▶ [What the task asks]
Output the lines of the records below from the line with "Question: Where in this photograph is the cork?" to the line with "202 0 306 63", both included, as a JSON list of strings with one string per line and blank lines left out.

▶ [Extracted records]
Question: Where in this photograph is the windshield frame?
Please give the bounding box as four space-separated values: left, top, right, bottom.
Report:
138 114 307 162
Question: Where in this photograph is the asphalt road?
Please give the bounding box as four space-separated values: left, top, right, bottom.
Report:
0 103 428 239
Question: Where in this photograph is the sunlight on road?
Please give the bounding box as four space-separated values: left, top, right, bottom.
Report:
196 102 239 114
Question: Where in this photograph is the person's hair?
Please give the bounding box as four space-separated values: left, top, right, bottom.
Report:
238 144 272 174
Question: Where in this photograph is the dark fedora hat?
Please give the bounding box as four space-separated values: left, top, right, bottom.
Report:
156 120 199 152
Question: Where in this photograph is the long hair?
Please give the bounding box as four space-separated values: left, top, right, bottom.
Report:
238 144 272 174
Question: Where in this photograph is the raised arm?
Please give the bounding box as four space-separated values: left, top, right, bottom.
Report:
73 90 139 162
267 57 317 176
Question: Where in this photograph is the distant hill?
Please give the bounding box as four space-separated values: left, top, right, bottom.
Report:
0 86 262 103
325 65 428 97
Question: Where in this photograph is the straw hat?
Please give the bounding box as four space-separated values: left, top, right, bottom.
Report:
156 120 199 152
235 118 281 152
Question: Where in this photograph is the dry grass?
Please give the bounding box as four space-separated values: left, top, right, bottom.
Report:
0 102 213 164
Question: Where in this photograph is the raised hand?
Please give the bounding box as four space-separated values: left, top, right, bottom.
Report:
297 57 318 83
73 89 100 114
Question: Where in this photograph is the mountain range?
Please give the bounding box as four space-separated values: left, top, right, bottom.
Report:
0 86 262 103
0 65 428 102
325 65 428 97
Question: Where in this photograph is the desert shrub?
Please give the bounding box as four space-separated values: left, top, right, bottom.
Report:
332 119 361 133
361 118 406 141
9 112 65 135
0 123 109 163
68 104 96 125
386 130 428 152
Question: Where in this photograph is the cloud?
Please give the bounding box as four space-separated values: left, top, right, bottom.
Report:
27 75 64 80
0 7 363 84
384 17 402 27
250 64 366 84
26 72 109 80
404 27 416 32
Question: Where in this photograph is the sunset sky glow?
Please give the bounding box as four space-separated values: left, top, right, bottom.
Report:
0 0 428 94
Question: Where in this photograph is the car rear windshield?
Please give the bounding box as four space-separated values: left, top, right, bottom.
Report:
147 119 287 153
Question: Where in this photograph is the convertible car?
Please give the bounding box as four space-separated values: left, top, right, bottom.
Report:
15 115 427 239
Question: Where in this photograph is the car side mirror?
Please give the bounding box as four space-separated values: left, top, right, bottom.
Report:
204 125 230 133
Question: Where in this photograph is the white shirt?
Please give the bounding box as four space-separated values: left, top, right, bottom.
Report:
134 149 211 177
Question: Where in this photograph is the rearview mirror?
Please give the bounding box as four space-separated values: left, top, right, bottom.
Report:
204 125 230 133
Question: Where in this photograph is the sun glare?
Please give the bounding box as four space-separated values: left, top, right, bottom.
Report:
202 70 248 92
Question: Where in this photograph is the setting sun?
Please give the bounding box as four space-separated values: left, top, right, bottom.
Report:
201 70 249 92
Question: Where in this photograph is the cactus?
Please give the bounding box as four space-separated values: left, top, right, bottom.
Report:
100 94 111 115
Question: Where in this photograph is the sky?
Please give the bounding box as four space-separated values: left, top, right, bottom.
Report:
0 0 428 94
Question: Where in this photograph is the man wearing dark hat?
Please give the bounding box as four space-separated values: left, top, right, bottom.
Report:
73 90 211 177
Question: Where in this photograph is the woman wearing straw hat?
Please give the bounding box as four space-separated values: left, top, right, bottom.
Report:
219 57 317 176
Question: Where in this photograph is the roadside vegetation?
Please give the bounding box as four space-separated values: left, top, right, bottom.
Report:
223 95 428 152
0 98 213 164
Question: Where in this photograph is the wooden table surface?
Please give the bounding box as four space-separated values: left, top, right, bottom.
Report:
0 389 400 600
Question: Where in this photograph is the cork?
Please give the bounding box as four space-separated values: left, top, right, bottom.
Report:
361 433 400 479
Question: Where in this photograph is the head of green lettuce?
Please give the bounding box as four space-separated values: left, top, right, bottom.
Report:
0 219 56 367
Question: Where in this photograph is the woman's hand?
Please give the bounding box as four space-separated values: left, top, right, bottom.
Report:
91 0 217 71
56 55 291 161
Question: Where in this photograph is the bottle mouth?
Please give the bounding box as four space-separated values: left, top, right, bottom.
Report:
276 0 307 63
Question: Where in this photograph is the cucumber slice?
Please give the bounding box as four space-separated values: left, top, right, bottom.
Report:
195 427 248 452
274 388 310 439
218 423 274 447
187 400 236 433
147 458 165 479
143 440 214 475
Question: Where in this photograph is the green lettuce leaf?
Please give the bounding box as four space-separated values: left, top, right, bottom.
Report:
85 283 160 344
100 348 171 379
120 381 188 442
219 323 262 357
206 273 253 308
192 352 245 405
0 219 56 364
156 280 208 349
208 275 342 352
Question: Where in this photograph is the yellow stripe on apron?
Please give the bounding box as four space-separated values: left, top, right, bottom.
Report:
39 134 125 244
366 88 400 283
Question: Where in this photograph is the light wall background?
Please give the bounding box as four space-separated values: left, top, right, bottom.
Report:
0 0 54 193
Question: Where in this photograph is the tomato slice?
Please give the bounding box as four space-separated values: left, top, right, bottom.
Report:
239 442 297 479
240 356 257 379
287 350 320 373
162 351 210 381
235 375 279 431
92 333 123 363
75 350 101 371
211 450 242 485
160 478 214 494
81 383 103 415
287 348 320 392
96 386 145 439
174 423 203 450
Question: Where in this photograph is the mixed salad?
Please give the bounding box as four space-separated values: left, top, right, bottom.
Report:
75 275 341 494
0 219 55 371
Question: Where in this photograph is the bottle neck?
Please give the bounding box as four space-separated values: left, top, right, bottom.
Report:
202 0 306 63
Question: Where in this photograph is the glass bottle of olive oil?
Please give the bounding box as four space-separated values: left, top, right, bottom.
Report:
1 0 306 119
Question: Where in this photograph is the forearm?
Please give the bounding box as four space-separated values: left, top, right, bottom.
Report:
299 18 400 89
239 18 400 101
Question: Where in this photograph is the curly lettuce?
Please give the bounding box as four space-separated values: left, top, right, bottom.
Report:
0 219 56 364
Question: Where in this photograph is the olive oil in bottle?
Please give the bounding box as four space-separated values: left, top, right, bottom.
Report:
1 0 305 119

▶ [Problem solution]
[
  "Question: Where in this photograph is the cork?",
  "Please give the bounding box as four space-separated values: left, top, right, bottom.",
  "Report:",
  "361 433 400 479",
  "Question: Where in this photograph is the head of green lettuce?",
  "Please give the bounding box as four space-separated values: left, top, right, bottom.",
  "Report:",
  "0 219 56 367",
  "Question: Where in this photograph is the woman's hand?",
  "Please give the bounding box as four space-separated values: left, top, right, bottom.",
  "Report:",
  "91 0 217 71",
  "56 55 291 161",
  "Question: Where in this photograph is the bottle mouth?",
  "Please give the bounding box as four space-separated values: left, top, right, bottom.",
  "Report:",
  "276 0 307 63",
  "Question: Where in this photograph is the cucumber slice?",
  "Please give the bounding box as four space-separated values: left, top, right, bottom.",
  "Report:",
  "195 427 248 452",
  "274 388 310 439",
  "218 423 274 447",
  "187 400 236 433",
  "147 458 165 479",
  "143 440 214 475",
  "Question: Where in this photograph is the green lettuce leaf?",
  "Please give the bounding box as four space-separated values: left, top, right, bottom.",
  "Report:",
  "85 283 160 344",
  "100 348 171 379",
  "120 381 188 442",
  "219 323 262 357",
  "206 273 253 308",
  "192 352 245 405",
  "0 219 56 364",
  "156 280 208 349",
  "208 275 342 352",
  "Question: Where in this photograph is the yellow stripe on apron?",
  "Please give the bounding box as four space-separated values: left, top, right, bottom.",
  "Report:",
  "39 134 125 244",
  "366 88 400 283",
  "Question: Where in this photograph is the light wall background?",
  "Please give the bounding box as four space-separated values: left, top, right, bottom.",
  "Report:",
  "0 0 54 193",
  "Question: Where in this photograph is the tomato slice?",
  "Please give the bounding box as four space-separated values: left, top, right, bottom.",
  "Report:",
  "239 442 297 479",
  "240 356 257 379",
  "287 350 320 373",
  "162 351 210 381",
  "235 375 279 431",
  "92 333 123 363",
  "75 350 101 371",
  "211 450 242 485",
  "160 478 214 494",
  "81 383 103 415",
  "287 348 320 392",
  "96 386 145 439",
  "174 423 203 450",
  "Question: Where in this photograph is the mixed salad?",
  "Please give the bounding box as four space-separated values: left, top, right, bottom.",
  "Report:",
  "75 275 341 494",
  "0 219 55 371",
  "Question: Where in this photograph is the bottle neck?",
  "Please give the bounding box as four space-separated values: left, top, right, bottom.",
  "Report:",
  "202 0 306 63"
]